(Referring expression pointing data)
* * *
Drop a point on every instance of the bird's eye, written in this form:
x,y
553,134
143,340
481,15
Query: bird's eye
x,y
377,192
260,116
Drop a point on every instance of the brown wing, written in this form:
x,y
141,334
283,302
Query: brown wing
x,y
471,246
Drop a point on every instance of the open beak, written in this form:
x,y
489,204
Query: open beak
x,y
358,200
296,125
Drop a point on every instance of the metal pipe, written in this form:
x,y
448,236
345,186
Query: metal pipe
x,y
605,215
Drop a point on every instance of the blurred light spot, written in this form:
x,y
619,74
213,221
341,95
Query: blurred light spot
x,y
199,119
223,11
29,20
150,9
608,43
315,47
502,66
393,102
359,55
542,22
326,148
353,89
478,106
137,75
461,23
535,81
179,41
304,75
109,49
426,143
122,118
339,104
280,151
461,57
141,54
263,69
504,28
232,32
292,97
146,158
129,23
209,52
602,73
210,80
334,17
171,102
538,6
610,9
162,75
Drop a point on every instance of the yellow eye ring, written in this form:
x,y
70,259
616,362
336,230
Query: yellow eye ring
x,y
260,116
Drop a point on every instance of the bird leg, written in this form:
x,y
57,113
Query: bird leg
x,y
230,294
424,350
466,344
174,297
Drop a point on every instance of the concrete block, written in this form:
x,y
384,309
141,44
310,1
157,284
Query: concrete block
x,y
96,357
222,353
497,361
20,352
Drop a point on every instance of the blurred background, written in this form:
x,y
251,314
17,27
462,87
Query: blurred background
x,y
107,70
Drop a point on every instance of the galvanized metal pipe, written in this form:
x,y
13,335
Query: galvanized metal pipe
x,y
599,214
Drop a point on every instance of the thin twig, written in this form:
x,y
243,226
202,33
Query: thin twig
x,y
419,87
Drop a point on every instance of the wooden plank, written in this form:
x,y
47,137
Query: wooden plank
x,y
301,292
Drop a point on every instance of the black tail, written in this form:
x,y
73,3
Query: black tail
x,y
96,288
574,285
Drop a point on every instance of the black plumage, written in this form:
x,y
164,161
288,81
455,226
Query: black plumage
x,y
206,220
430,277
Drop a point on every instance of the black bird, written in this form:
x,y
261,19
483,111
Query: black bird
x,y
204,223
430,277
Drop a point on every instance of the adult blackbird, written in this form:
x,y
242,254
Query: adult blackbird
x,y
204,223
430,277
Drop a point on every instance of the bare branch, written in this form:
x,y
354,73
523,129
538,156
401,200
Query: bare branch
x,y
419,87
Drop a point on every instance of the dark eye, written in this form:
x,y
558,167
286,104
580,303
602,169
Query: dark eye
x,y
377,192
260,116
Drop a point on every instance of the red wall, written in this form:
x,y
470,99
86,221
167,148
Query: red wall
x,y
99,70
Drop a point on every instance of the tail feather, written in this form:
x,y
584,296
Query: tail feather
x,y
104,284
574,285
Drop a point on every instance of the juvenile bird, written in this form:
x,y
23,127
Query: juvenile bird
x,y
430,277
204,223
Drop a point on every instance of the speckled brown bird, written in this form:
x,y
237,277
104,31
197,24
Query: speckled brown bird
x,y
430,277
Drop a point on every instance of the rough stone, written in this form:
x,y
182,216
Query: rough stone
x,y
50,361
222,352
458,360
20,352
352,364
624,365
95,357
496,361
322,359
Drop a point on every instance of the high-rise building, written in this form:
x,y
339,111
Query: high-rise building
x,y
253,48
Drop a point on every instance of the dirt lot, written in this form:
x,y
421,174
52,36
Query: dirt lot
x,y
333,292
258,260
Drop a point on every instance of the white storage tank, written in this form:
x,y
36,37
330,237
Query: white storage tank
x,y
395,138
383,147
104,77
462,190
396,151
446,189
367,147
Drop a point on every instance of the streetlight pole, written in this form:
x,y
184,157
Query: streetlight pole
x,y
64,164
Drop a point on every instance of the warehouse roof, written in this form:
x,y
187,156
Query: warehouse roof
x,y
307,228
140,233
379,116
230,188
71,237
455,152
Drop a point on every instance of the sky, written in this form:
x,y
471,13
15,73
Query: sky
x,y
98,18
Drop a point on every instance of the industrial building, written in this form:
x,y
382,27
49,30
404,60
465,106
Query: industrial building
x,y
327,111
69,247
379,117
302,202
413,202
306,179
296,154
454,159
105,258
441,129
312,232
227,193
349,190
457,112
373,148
* * *
## Your assignment
From the first line to the last, retype the records exactly.

## Solution
Drop a point on every instance of the bird's eye, written in this form:
x,y
553,134
143,340
481,15
Query: bird's eye
x,y
377,192
260,116
Drop a point on every instance of the brown wing, written in this form:
x,y
141,334
283,302
Query: brown wing
x,y
471,246
Drop a point on every instance of the open beak, written in this form:
x,y
489,204
Query: open beak
x,y
358,200
296,125
Drop a point on every instance of the metal pipe, written in this form:
x,y
448,236
345,186
Query: metal pipe
x,y
605,215
Drop a point on every instance of the blurred light spot, written in this form:
x,y
619,74
213,221
341,95
Query: blurred light spot
x,y
199,119
223,11
29,20
150,9
608,43
315,47
502,66
393,102
359,55
542,22
326,148
353,89
478,106
137,75
461,23
535,81
179,41
304,75
109,49
426,143
122,118
339,104
280,151
461,57
141,54
263,69
504,28
232,32
292,97
146,158
129,23
209,52
602,73
210,80
334,17
171,102
538,6
610,9
162,75
Drop a point on every instance of the yellow eye ring, written in this form:
x,y
70,259
616,362
336,230
Query: yellow eye ring
x,y
260,116
Drop a point on every instance of the bird leg, written in this form:
x,y
57,113
Query: bird leg
x,y
230,294
424,350
466,344
174,297
Drop a point on every instance of the concrete block, written in this form:
x,y
384,309
141,44
310,1
157,284
Query: concrete block
x,y
96,357
222,353
497,361
20,352
Drop a point on every instance of the blurred background, written in this form:
x,y
251,314
17,27
462,87
Query: blurred background
x,y
107,70
Drop a point on every instance of the galvanized metal pipe, written in this form:
x,y
13,335
Query: galvanized metal pipe
x,y
599,214
Drop a point on every instance of the thin twig, written in this form:
x,y
243,226
202,33
Query: thin twig
x,y
419,87
Drop a point on every instance of the wooden plank, written in this form:
x,y
47,137
Query: wooden plank
x,y
301,292
Drop a point on every instance of the black tail, written in this form:
x,y
73,3
Query: black tail
x,y
96,288
574,285
Drop a point on every instance of the black plumage, written in this form:
x,y
164,161
288,81
455,226
Query: black plumage
x,y
206,220
430,277
Drop a point on every instance of the black bird, written in this form:
x,y
261,19
483,111
Query: black bird
x,y
204,223
430,277
Drop a point on every instance of the adult blackbird, written in this form:
x,y
242,254
Query: adult blackbird
x,y
204,223
430,277
Drop a point on every instance of the bare branch, written in this form:
x,y
354,73
523,129
538,156
401,200
Query: bare branch
x,y
419,87
Drop a point on every instance of the dark eye, written in this form:
x,y
558,167
286,104
580,303
602,169
Query: dark eye
x,y
377,192
260,116
Drop a point on every instance of the red wall, written in this form:
x,y
470,99
86,221
167,148
Query: red wall
x,y
99,70
Drop a point on every instance of the tail feather, written in this form:
x,y
584,296
Query: tail feather
x,y
104,284
574,285
Drop a point on every instance of the juvenile bird, written in this form:
x,y
23,127
Query: juvenile bird
x,y
430,277
204,223
Drop a point on every instance of the speckled brown bird, written in this form:
x,y
237,277
104,31
197,24
Query: speckled brown bird
x,y
430,277
Drop a point on every instance of the rough stone, written in this form:
x,y
182,216
Query: rough stone
x,y
50,361
222,352
458,360
20,352
352,364
624,365
95,357
496,361
322,359
Drop a point on every instance of the high-rise building, written in this form:
x,y
339,111
Query: high-rise building
x,y
253,48
Drop a point on every instance of the dirt lot, written in this form:
x,y
421,174
52,36
Query: dirt lot
x,y
333,292
258,260
Drop a point on every instance of the white storage tank, written in this form:
x,y
36,37
330,237
Query: white storage tank
x,y
395,138
383,147
104,77
462,190
396,151
446,189
367,147
Drop a point on every instance of the streetlight pole, written in this form:
x,y
184,157
Query: streetlight pole
x,y
64,164
Drop a point on every instance of the warehouse roof, written in this form:
x,y
187,156
Query: warehouse roof
x,y
307,228
140,233
379,116
230,188
71,237
455,152
Drop a point on every instance of the sky, written in this form:
x,y
471,13
15,73
Query: sky
x,y
98,18
Drop a point on every instance of the industrial building, written in this form:
x,y
382,27
49,30
404,60
465,106
Query: industrial building
x,y
327,111
69,247
379,117
302,202
413,202
306,179
296,154
454,159
105,258
441,129
312,232
227,193
349,190
457,112
373,148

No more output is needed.